Object location annotation data:

(begin)

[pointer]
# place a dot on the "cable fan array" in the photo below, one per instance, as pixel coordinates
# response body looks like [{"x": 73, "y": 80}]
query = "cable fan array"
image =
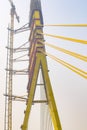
[{"x": 65, "y": 51}]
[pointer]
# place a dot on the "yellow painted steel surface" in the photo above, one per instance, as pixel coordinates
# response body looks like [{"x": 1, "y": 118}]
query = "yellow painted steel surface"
[{"x": 40, "y": 62}]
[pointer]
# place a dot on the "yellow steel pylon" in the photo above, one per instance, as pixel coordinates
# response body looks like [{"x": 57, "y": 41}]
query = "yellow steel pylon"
[{"x": 37, "y": 61}]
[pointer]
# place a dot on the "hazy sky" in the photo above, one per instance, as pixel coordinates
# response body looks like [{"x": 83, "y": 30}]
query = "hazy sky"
[{"x": 70, "y": 89}]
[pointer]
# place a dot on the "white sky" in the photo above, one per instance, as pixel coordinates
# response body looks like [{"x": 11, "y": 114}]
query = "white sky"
[{"x": 70, "y": 90}]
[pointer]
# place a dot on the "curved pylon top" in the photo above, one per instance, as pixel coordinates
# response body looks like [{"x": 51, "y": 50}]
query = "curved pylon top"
[{"x": 35, "y": 5}]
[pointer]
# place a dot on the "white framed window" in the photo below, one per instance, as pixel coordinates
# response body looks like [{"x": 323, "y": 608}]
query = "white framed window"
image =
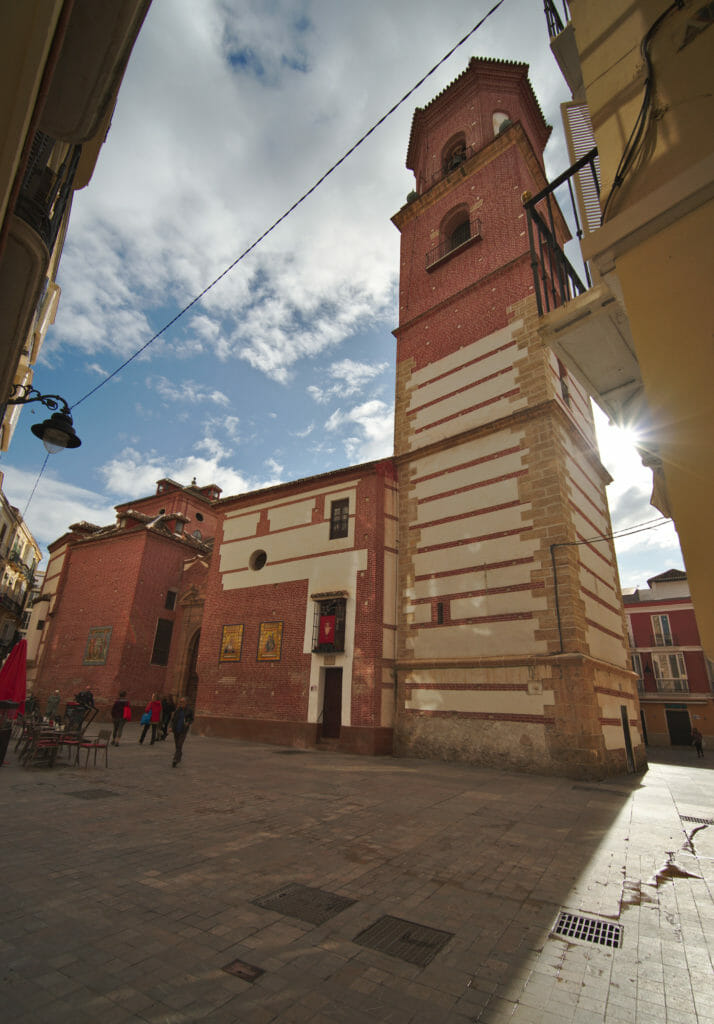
[
  {"x": 662, "y": 631},
  {"x": 670, "y": 672},
  {"x": 637, "y": 667}
]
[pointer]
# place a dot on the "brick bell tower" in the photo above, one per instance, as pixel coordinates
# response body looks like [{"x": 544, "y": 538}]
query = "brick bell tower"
[{"x": 510, "y": 630}]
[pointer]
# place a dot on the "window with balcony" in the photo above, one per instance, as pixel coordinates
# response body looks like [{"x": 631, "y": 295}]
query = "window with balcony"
[
  {"x": 339, "y": 518},
  {"x": 637, "y": 667},
  {"x": 328, "y": 627},
  {"x": 661, "y": 631},
  {"x": 670, "y": 672}
]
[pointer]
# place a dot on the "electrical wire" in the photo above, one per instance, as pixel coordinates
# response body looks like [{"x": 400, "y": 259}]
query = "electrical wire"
[
  {"x": 634, "y": 142},
  {"x": 639, "y": 527},
  {"x": 295, "y": 205}
]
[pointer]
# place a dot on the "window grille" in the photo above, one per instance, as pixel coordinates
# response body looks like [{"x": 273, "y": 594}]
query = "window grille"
[
  {"x": 670, "y": 672},
  {"x": 662, "y": 631},
  {"x": 339, "y": 518}
]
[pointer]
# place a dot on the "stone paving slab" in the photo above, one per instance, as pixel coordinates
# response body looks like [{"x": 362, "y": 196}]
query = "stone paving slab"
[{"x": 128, "y": 889}]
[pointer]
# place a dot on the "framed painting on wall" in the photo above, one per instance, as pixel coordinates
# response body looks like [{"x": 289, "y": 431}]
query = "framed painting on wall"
[
  {"x": 97, "y": 645},
  {"x": 270, "y": 642},
  {"x": 232, "y": 643}
]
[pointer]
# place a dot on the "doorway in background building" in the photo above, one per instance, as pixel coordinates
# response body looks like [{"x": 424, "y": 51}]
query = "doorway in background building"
[
  {"x": 679, "y": 727},
  {"x": 628, "y": 738},
  {"x": 332, "y": 704},
  {"x": 192, "y": 679}
]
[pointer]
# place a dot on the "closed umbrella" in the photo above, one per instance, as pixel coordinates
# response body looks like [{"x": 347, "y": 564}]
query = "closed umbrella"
[{"x": 13, "y": 675}]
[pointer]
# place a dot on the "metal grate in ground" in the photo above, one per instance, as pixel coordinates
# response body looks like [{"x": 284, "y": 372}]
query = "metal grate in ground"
[
  {"x": 243, "y": 970},
  {"x": 575, "y": 926},
  {"x": 312, "y": 905},
  {"x": 92, "y": 794},
  {"x": 404, "y": 939}
]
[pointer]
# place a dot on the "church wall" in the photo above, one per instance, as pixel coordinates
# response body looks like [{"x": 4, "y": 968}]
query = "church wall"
[{"x": 283, "y": 699}]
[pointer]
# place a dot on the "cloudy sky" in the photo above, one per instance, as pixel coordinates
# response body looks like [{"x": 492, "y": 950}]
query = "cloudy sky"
[{"x": 229, "y": 111}]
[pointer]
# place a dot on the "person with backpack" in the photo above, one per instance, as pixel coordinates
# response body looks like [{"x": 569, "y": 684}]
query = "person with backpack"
[
  {"x": 180, "y": 722},
  {"x": 121, "y": 713},
  {"x": 152, "y": 716}
]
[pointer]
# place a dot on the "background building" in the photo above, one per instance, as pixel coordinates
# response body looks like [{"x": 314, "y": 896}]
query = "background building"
[
  {"x": 460, "y": 600},
  {"x": 61, "y": 62},
  {"x": 19, "y": 556},
  {"x": 110, "y": 608},
  {"x": 674, "y": 675},
  {"x": 640, "y": 339}
]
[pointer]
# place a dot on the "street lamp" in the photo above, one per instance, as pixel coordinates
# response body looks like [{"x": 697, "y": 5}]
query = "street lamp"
[{"x": 55, "y": 433}]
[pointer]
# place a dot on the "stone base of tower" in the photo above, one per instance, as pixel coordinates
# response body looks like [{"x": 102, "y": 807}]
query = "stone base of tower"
[{"x": 564, "y": 715}]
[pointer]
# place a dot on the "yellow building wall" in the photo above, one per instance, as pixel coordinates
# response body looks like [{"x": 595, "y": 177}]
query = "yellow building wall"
[{"x": 658, "y": 236}]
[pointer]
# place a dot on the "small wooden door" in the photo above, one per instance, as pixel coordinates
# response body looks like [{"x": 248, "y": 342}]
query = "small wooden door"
[
  {"x": 332, "y": 704},
  {"x": 679, "y": 727}
]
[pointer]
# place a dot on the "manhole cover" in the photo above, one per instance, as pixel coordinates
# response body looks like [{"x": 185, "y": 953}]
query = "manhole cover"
[
  {"x": 601, "y": 933},
  {"x": 92, "y": 794},
  {"x": 243, "y": 970},
  {"x": 312, "y": 905},
  {"x": 405, "y": 939}
]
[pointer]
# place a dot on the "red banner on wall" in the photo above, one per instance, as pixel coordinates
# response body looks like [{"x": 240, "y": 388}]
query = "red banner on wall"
[{"x": 327, "y": 629}]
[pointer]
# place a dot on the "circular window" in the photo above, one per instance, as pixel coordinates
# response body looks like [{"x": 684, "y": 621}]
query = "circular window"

(end)

TASK INSTRUCTIONS:
Which lines of the material above contain the string "painting"? Show each one in full.

ANSWER TO THIS PROBLEM:
# place a dot on the "framed painting on wall" in the photo above, one per instance, as pixel coordinates
query = "framed painting on wall"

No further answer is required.